SUPPLIED TEXT:
==========

DVA-C01 studying - SQS, SNS, SES, Kinesis, Elastic Beanstalk

Jul 13, 2022

DVA-C01 software-dev

SQS - Simple Queue Service

What it is

https://aws.amazon.com/sqs/
distributed message queue service (temp buffer to store messages waiting to be processed)
- https://www.youtube.com/watch?v=oUJbuFMyBDk <- good explanation of message queues
- helps decouple components of an application
- messages can contain up to 256KB of text in any format (plaintext, XML,JSON, etc)
pull based, not push based - application sevices are pulling the messages from the queue rather than them being pushed out
guarantees messages will be processed at least once
messages can be kept in queue from 1minute up to 14 days - default retention period is 4 days

Types of Queues

standard queues (default)
- best-effort ordering - messages are generally delivered in the order they were sent but will occasionally be delivered out of order or more than one copy of the message will be delivered
- nearly unlimited number of transactions per second
- guarantees that a message is delivered at least once
FIFO queues (first in first out)
- ordering is strictly preserved - messages delivered in the order they were sent
- no duplicate messages will ever be sent
- exactly-once processing - message is delivered once and remains available until a consumer processes and deletes it
- 300 transactions per second
- ^minus these, same capabilities as a standard queue
- good usecase - banking

Visibility Timeout (configuration)

==========

AIM 1: Tally the lines in the rows that contain the word "yellow", and give only that number.
The SQS study notes and the rows come from unrelated sources.

==========

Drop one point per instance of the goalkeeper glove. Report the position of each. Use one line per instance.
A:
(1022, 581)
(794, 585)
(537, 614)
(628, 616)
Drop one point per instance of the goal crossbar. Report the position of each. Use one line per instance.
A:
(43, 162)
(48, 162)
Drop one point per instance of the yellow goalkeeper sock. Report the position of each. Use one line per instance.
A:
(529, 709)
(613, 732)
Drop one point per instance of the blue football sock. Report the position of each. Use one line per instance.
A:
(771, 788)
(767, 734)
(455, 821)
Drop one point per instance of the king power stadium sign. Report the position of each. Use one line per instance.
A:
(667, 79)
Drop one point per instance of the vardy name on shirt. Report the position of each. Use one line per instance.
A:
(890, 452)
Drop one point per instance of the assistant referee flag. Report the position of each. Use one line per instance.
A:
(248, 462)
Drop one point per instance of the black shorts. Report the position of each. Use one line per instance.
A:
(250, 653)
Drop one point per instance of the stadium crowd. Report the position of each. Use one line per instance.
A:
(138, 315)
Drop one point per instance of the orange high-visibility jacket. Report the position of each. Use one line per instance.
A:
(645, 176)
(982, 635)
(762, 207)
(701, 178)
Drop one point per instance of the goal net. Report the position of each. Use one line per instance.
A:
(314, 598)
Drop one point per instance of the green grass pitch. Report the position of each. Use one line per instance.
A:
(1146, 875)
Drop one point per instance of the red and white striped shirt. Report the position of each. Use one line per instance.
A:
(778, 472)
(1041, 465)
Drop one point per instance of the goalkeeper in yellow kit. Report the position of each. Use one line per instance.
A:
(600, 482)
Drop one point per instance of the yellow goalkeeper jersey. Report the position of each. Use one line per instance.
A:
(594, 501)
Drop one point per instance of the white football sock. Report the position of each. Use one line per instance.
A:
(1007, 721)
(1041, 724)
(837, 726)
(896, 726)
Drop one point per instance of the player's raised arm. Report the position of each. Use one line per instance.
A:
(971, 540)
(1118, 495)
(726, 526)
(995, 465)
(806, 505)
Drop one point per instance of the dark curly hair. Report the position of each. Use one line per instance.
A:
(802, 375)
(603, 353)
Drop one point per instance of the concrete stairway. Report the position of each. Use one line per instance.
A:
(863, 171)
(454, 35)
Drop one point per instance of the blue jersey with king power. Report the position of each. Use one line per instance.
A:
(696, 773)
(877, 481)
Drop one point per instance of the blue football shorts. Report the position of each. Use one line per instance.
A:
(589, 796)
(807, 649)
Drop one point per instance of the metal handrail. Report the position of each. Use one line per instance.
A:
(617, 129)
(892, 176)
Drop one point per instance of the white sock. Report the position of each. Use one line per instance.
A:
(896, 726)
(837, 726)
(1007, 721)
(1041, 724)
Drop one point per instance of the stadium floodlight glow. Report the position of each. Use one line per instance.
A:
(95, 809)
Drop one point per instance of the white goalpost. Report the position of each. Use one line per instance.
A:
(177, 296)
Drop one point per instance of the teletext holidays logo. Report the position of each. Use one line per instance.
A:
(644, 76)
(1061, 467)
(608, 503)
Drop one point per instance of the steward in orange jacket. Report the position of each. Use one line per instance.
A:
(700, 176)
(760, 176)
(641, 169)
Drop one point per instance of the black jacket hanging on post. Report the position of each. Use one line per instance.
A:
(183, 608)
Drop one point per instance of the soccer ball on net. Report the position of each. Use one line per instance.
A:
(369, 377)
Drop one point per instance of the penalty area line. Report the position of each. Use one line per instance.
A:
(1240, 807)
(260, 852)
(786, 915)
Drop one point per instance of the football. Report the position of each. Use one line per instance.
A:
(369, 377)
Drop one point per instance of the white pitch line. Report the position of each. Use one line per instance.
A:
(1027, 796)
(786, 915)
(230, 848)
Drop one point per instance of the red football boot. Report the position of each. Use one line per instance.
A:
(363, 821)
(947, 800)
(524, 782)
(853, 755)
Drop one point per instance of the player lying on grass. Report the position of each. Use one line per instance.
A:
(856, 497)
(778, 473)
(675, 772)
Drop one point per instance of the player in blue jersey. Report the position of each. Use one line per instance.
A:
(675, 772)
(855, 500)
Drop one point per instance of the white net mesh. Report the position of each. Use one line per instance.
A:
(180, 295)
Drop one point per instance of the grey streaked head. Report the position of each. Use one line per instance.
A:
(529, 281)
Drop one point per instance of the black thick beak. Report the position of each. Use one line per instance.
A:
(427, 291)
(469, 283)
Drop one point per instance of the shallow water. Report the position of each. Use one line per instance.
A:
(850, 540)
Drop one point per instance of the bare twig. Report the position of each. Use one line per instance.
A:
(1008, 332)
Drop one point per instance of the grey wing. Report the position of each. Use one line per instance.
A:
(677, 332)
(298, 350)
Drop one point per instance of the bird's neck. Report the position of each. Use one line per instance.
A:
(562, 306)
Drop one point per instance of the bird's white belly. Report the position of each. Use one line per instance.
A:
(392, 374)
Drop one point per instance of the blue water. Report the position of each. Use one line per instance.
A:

==========

AIM 2: Rewrite the SQS study notes between "standard queues (default)" and "Visibility Timeout (configuration)", inclusive, swapping "consumer" for "worker".

RESULT 1: 3

RESULT 2:
standard queues (default)
- best-effort ordering - messages are generally delivered in the order they were sent but will occasionally be delivered out of order or more than one copy of the message will be delivered
- nearly unlimited number of transactions per second
- guarantees that a message is delivered at least once
FIFO queues (first in first out)
- ordering is strictly preserved - messages delivered in the order they were sent
- no duplicate messages will ever be sent
- exactly-once processing - message is delivered once and remains available until a worker processes and deletes it
- 300 transactions per second
- ^minus these, same capabilities as a standard queue
- good usecase - banking

Visibility Timeout (configuration)